**Prompt**
Copy out the whole abstract below, about how DsbB oxidizes DsbA in E. coli, word for word and leaving out the rows that follow it.

**Source text**
Entropy-Driven Mechanisms between Disulfide-Bond Formation Protein A (DsbA) and B (DsbB) in Escherichia coli .

A disulfide-bond formation system for nascent proteins in the periplasm contains efficient electron transfer systems for the catalysis of oxidation. This electrochemical system has interesting implications in vivo. Disulfide bonds are formed by disulfide-bond formation protein A (DsbA), which contains two reactive cysteines. DsbA is reoxidized by a membrane protein, disulfide-bond formation protein B (DsbB), which has four catalytic cysteines. The oxidation of DsbA by DsbB seems energetically unfavorable on the basis of the redox potential. The oxidizing power of ubiquinone (UQ), which endogenously binds with DsbB, is believed to promote this reaction. However, using UQ-deficient DsbB, it was found that the oxidation of DsbA by DsbB proceeds independently of UQ. Thus, the reaction mechanism of DsbA oxidation by DsbB is under debate. In this study, we used the quartz crystal microbalance technique, which detects the intermediate complex between DsbA and DsbB during DsbA oxidation as a change in mass, to obtain kinetic parameters of DsbA oxidation under both the oxidized and reduced states of UQ at acidic and basic pH. In addition, we utilized sodium dodecyl sulfate polyacrylamide gel electrophoresis mobility shift assay technique to determine the p of the cysteine thiol groups in DsbA and DsbB. We found that DsbA oxidation proceeded independently of UQ and was greatly affected in kinetics by the shuffling of electrons among the four cysteine residues in DsbB, regardless of pH. These results suggest that DsbA oxidation is driven in an entropy-dependent manner, in which the electron-delocalized intermediate complex is stabilized by preventing a reverse reaction. These findings could contribute to the design of bio-inspired electrochemical systems for industrial applications.

**Stored data**
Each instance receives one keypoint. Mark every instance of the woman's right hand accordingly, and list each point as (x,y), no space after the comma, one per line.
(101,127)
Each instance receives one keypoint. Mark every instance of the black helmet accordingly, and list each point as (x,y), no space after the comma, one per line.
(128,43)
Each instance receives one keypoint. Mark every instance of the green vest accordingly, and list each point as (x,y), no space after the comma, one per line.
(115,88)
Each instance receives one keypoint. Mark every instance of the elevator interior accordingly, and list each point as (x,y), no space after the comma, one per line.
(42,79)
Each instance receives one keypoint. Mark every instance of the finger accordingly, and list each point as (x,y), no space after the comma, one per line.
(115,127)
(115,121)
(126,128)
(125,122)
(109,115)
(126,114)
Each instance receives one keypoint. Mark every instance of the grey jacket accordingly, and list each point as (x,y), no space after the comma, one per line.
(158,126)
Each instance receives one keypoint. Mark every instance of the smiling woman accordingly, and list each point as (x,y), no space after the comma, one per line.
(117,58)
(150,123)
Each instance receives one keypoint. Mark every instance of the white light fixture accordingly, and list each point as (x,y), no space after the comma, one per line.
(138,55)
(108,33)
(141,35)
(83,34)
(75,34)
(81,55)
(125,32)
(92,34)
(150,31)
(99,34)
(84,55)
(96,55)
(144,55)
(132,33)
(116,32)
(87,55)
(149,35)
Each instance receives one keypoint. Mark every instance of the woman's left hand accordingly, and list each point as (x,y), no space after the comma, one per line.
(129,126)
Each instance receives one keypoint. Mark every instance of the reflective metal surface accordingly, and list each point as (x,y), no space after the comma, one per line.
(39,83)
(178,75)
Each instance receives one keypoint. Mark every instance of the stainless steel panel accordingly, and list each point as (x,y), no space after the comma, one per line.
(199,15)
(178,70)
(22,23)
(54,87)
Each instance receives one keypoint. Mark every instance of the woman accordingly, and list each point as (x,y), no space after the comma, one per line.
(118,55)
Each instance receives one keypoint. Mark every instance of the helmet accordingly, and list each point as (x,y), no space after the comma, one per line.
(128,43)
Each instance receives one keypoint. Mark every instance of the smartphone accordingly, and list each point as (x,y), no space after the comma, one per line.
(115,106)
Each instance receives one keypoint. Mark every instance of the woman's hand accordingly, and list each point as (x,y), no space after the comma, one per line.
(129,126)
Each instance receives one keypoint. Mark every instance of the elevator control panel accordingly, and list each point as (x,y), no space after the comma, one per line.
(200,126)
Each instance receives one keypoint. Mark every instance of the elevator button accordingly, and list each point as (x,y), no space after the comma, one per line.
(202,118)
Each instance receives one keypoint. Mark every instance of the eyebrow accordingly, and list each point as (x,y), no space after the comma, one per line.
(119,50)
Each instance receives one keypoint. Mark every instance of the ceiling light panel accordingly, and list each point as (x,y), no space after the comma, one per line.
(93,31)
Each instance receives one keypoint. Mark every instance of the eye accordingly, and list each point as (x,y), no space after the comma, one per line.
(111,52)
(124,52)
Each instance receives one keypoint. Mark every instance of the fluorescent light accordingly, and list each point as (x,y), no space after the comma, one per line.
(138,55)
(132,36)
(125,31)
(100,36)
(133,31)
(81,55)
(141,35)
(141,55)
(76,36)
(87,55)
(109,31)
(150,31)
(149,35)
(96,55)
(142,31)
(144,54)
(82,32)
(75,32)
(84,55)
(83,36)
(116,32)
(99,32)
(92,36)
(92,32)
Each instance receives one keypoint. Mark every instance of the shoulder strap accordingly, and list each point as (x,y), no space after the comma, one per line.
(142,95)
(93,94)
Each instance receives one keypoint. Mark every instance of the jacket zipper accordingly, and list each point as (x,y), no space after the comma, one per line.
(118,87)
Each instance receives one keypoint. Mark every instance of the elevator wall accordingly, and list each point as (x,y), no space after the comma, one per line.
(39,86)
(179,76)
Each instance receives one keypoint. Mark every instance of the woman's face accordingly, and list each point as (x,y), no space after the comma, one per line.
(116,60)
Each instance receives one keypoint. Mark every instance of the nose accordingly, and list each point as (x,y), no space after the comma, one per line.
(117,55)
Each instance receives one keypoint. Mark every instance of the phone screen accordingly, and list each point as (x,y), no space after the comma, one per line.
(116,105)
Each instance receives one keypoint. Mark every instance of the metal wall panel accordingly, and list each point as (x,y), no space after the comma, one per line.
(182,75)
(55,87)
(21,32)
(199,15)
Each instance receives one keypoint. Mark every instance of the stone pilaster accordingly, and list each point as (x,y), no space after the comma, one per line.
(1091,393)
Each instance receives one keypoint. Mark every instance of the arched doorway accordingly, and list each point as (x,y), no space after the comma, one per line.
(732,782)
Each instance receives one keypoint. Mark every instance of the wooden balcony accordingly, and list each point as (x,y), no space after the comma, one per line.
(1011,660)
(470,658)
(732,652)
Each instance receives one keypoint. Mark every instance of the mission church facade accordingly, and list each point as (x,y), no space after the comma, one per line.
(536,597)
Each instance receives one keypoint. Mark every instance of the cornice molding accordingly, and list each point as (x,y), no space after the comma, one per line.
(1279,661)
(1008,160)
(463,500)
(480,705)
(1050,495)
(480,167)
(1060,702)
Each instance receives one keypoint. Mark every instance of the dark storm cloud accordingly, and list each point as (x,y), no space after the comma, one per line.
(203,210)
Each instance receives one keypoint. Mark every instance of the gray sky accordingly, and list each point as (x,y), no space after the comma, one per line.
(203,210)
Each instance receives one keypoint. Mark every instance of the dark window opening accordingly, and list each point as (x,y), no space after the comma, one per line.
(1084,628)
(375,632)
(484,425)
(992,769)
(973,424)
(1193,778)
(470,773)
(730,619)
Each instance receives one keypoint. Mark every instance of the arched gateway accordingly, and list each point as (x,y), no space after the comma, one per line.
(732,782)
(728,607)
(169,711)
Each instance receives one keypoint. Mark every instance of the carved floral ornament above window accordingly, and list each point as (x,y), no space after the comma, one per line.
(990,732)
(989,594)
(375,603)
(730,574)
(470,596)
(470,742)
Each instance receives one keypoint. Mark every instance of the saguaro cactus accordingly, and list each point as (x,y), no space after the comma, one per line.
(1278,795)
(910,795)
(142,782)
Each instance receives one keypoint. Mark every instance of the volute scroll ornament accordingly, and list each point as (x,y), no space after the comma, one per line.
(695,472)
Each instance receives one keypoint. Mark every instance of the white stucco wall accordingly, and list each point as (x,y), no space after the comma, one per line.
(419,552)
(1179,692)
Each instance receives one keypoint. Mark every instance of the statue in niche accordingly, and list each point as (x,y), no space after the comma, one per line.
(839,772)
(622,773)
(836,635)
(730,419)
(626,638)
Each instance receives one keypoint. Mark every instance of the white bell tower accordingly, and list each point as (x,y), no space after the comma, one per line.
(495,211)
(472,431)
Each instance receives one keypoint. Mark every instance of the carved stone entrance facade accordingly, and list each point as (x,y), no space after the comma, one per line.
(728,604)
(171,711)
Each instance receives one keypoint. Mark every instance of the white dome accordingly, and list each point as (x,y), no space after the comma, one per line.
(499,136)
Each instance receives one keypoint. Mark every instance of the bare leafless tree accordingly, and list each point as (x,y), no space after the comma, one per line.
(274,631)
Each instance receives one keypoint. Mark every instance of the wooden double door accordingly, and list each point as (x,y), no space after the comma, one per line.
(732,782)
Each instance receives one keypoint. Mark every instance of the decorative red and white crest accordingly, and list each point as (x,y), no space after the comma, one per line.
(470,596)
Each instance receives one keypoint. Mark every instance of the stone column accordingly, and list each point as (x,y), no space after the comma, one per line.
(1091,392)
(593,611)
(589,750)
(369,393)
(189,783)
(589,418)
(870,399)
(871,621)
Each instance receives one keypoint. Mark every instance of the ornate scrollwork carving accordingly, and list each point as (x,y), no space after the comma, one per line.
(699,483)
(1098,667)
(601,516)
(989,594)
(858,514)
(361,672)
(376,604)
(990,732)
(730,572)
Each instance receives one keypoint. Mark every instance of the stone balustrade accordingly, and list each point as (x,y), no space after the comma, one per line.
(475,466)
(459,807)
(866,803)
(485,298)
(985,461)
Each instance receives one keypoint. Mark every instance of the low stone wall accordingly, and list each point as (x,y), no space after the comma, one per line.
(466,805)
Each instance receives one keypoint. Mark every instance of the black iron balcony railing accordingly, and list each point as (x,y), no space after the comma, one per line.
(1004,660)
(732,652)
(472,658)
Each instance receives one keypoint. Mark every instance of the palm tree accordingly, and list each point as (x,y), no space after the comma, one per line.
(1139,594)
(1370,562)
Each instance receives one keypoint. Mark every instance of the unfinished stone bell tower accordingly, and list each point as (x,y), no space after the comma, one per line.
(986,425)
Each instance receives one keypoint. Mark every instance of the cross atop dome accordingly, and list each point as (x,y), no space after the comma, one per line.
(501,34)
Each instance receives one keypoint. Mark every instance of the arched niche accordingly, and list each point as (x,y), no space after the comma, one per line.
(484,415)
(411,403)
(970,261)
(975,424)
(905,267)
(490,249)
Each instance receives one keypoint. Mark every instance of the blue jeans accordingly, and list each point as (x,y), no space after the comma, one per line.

**Solved problem**
Entropy-Driven Mechanisms between Disulfide-Bond Formation Protein A (DsbA) and B (DsbB) in Escherichia coli .

A disulfide-bond formation system for nascent proteins in the periplasm contains efficient electron transfer systems for the catalysis of oxidation. This electrochemical system has interesting implications in vivo. Disulfide bonds are formed by disulfide-bond formation protein A (DsbA), which contains two reactive cysteines. DsbA is reoxidized by a membrane protein, disulfide-bond formation protein B (DsbB), which has four catalytic cysteines. The oxidation of DsbA by DsbB seems energetically unfavorable on the basis of the redox potential. The oxidizing power of ubiquinone (UQ), which endogenously binds with DsbB, is believed to promote this reaction. However, using UQ-deficient DsbB, it was found that the oxidation of DsbA by DsbB proceeds independently of UQ. Thus, the reaction mechanism of DsbA oxidation by DsbB is under debate. In this study, we used the quartz crystal microbalance technique, which detects the intermediate complex between DsbA and DsbB during DsbA oxidation as a change in mass, to obtain kinetic parameters of DsbA oxidation under both the oxidized and reduced states of UQ at acidic and basic pH. In addition, we utilized sodium dodecyl sulfate polyacrylamide gel electrophoresis mobility shift assay technique to determine the p of the cysteine thiol groups in DsbA and DsbB. We found that DsbA oxidation proceeded independently of UQ and was greatly affected in kinetics by the shuffling of electrons among the four cysteine residues in DsbB, regardless of pH. These results suggest that DsbA oxidation is driven in an entropy-dependent manner, in which the electron-delocalized intermediate complex is stabilized by preventing a reverse reaction. These findings could contribute to the design of bio-inspired electrochemical systems for industrial applications.